Activity: Among these records, which lines include "Target"? Copy them out.

Segment Open

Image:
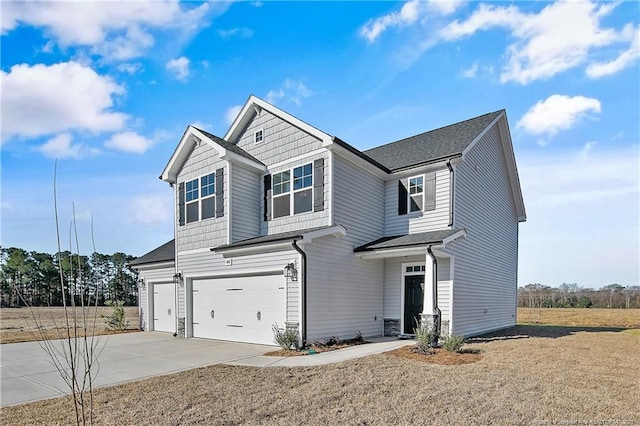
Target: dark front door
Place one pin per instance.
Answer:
(413, 299)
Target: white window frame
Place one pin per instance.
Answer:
(409, 194)
(200, 197)
(255, 136)
(292, 191)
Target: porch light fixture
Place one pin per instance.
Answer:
(177, 279)
(290, 271)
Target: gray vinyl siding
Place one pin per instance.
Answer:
(281, 140)
(357, 197)
(161, 274)
(246, 196)
(212, 232)
(344, 294)
(302, 220)
(425, 221)
(486, 262)
(207, 264)
(393, 285)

Segment Closed

Response to this exercise:
Target: dark front door
Target: white window frame
Target: porch light fixture
Target: gray vinyl siding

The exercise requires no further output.